>> start

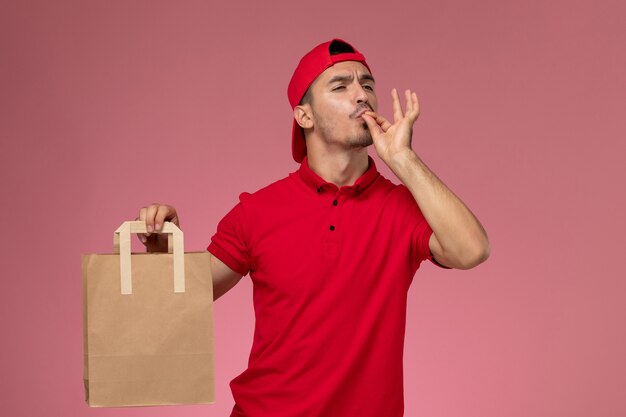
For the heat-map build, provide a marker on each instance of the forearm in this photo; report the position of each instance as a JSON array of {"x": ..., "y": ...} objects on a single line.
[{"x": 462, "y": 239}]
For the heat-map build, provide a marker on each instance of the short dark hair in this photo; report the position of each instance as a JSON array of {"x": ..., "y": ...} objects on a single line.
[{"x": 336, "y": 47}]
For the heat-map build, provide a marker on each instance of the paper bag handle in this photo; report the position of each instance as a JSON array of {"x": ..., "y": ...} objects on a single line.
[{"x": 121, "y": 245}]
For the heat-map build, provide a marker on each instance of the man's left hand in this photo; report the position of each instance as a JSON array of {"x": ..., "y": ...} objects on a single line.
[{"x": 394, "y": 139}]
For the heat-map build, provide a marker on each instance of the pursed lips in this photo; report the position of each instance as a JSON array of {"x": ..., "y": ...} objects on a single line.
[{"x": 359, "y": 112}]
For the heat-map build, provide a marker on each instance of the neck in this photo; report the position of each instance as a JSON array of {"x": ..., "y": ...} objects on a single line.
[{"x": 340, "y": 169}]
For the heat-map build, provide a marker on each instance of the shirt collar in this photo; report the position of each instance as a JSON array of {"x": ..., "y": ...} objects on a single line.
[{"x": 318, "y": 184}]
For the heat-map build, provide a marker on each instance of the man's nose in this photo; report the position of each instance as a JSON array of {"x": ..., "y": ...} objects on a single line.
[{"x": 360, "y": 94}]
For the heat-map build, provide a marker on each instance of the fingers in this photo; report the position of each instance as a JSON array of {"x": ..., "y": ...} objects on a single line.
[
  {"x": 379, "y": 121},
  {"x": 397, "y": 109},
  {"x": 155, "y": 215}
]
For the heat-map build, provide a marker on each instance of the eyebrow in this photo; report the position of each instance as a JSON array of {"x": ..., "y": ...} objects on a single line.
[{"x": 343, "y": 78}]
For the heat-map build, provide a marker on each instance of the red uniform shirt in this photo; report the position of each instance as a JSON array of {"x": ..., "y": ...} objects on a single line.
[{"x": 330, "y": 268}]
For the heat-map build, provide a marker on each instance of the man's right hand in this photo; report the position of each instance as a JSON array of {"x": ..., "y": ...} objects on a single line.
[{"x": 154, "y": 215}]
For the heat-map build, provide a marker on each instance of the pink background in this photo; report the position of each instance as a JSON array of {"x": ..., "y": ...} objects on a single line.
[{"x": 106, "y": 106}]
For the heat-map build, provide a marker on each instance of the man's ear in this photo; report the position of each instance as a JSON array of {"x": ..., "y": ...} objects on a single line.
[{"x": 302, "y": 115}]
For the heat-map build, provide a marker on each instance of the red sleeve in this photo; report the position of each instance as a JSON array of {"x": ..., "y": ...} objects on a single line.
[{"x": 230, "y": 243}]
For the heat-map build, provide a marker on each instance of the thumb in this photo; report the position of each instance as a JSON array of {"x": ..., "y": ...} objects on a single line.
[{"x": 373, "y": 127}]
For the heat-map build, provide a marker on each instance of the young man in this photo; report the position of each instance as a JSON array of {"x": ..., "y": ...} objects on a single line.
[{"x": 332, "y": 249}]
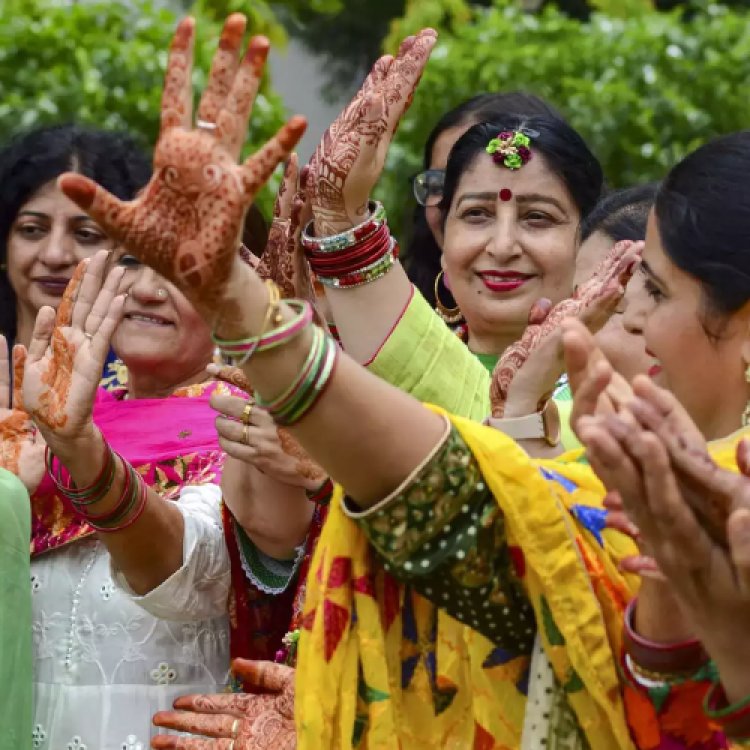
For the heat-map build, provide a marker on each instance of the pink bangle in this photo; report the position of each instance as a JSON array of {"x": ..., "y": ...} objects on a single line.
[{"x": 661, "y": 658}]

>> end
>> start

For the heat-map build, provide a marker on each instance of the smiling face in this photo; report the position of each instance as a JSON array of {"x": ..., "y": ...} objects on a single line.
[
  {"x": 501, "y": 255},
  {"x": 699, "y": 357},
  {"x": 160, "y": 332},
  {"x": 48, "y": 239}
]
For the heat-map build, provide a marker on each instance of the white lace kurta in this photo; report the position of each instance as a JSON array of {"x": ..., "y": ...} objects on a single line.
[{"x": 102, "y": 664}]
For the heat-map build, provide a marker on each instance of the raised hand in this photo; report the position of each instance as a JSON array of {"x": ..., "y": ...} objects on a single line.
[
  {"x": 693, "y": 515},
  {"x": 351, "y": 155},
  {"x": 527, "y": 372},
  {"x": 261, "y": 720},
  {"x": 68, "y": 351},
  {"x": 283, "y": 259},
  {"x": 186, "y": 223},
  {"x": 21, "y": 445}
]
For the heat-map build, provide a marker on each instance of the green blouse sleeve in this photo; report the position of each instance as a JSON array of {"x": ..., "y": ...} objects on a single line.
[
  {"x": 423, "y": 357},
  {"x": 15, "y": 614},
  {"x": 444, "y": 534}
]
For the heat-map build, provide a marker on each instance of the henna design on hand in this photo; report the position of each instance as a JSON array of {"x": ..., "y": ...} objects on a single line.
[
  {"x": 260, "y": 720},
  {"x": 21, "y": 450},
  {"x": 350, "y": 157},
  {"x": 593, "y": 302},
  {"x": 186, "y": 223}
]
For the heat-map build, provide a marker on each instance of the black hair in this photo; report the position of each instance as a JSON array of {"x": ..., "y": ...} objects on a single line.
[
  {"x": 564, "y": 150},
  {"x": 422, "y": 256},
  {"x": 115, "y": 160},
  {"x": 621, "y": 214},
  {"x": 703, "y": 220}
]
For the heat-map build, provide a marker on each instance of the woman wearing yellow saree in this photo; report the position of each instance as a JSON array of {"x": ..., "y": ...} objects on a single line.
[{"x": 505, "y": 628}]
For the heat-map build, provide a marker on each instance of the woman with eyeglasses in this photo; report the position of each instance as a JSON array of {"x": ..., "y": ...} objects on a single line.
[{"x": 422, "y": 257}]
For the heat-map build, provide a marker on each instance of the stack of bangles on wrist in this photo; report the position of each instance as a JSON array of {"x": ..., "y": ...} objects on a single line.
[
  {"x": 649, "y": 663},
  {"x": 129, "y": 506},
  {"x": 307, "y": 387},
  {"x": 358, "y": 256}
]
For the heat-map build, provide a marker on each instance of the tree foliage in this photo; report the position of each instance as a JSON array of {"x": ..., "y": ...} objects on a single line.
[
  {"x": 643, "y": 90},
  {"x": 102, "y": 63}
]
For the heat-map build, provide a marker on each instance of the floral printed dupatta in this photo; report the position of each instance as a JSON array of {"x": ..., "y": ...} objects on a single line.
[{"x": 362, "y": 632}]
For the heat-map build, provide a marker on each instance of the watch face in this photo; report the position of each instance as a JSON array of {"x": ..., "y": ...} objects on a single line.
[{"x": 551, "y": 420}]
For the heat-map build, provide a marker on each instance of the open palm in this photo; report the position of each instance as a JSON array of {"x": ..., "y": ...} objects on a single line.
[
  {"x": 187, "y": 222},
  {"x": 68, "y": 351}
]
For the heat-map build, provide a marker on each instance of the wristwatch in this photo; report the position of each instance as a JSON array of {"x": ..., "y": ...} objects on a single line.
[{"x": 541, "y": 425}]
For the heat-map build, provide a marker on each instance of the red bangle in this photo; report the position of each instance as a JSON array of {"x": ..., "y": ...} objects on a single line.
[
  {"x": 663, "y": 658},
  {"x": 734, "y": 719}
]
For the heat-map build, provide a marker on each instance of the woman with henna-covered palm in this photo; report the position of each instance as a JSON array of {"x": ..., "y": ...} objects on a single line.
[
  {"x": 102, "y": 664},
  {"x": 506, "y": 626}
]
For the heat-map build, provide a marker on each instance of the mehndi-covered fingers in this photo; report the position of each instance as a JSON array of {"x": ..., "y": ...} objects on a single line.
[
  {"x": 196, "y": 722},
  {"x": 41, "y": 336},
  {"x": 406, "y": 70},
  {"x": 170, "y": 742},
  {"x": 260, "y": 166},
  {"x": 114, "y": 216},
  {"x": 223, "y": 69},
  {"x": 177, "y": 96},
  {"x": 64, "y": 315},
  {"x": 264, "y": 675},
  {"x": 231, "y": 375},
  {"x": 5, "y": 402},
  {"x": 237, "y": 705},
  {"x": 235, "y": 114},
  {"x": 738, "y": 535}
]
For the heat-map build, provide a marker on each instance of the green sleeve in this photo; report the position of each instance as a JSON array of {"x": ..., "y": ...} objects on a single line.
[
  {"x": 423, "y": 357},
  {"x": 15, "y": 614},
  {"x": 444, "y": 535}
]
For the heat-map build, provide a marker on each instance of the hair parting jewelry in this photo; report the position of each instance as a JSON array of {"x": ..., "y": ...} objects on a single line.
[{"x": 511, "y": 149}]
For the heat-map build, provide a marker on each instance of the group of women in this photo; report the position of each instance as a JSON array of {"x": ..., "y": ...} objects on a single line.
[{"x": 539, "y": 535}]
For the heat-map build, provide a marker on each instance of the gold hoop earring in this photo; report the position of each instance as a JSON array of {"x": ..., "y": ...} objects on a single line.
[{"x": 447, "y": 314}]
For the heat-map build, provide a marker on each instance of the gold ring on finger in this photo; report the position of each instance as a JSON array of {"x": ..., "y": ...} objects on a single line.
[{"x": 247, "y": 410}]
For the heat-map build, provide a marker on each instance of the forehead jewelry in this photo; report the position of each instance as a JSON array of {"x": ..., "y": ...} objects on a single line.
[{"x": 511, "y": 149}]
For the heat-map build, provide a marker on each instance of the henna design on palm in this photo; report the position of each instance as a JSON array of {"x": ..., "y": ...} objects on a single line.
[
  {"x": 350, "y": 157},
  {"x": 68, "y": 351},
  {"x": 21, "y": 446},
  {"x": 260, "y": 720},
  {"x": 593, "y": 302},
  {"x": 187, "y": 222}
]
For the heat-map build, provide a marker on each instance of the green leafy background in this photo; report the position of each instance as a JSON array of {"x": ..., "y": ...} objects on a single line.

>> end
>> start

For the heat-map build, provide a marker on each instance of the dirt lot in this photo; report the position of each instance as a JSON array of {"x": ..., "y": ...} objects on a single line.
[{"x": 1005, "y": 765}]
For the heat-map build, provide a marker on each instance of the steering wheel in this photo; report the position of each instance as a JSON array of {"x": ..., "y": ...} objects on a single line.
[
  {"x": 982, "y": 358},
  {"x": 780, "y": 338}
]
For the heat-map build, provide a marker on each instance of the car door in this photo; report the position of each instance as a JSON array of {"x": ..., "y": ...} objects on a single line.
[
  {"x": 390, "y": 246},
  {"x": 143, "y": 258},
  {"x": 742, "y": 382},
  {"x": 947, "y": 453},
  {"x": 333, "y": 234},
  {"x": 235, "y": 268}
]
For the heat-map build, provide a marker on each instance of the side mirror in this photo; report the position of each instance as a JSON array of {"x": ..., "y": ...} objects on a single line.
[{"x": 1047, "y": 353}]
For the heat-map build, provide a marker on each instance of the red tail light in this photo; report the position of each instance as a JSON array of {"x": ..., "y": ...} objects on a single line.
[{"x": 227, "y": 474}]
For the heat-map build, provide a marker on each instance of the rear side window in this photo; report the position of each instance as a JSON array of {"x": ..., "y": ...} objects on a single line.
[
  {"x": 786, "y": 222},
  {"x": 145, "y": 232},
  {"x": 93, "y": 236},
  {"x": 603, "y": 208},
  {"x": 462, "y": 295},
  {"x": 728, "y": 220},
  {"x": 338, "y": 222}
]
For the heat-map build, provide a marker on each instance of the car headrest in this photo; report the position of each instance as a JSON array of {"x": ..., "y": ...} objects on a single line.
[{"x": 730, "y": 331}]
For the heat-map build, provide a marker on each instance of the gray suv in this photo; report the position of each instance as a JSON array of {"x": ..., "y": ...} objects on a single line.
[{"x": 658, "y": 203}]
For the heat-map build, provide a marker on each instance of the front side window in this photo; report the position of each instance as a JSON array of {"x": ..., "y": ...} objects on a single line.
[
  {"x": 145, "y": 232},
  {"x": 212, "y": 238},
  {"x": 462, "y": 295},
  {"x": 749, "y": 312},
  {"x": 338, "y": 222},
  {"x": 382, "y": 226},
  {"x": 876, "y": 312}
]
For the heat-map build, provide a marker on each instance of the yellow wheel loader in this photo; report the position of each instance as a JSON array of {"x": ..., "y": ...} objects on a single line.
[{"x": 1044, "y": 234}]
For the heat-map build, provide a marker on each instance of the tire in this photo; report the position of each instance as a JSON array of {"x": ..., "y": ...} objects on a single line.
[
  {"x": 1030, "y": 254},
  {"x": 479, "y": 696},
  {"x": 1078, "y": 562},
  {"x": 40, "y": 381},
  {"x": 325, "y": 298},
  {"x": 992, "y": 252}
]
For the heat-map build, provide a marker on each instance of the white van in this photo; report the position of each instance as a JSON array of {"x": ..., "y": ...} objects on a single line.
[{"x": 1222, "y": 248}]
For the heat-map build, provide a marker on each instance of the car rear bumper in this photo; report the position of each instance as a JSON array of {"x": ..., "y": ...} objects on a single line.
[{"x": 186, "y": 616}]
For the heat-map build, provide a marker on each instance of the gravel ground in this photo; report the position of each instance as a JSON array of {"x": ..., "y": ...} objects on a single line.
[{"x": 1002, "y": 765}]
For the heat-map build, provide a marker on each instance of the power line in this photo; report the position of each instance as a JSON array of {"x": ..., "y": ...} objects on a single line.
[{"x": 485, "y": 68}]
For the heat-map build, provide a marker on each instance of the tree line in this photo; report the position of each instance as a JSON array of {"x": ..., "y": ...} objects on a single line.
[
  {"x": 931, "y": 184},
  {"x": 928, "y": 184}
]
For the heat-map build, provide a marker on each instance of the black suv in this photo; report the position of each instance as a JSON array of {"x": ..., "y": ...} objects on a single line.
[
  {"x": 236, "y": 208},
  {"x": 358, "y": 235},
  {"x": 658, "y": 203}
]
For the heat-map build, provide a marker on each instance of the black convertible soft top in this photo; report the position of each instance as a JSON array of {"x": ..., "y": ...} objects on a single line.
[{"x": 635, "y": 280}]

>> end

• [WHAT THE TASK ASKS]:
Please render the data as a numbered list, beginning at the line that contains "of the forehead" and stopping after the line that contains "the green leafy". Leave out any blank lines.

• [COMPLETED EXERCISE]:
1. For the heat-map build, provide a marker on each instance of the forehead jewelry in this photo; report the position of each instance as a JSON array of {"x": ..., "y": ...} objects on a single line.
2. [{"x": 511, "y": 149}]
3. For the heat-map build, provide a marker on each instance of the henna design on palm in this photo; report the position of each instance as a JSON array of {"x": ..., "y": ...} objects on a single line.
4. [
5.   {"x": 350, "y": 157},
6.   {"x": 68, "y": 351},
7.   {"x": 21, "y": 446},
8.   {"x": 260, "y": 720},
9.   {"x": 593, "y": 302},
10.   {"x": 187, "y": 222}
11. ]
12. For the heat-map build, provide a marker on each instance of the green leafy background in this photo; report the position of each instance as a JSON array of {"x": ..., "y": ...} objects on a single line.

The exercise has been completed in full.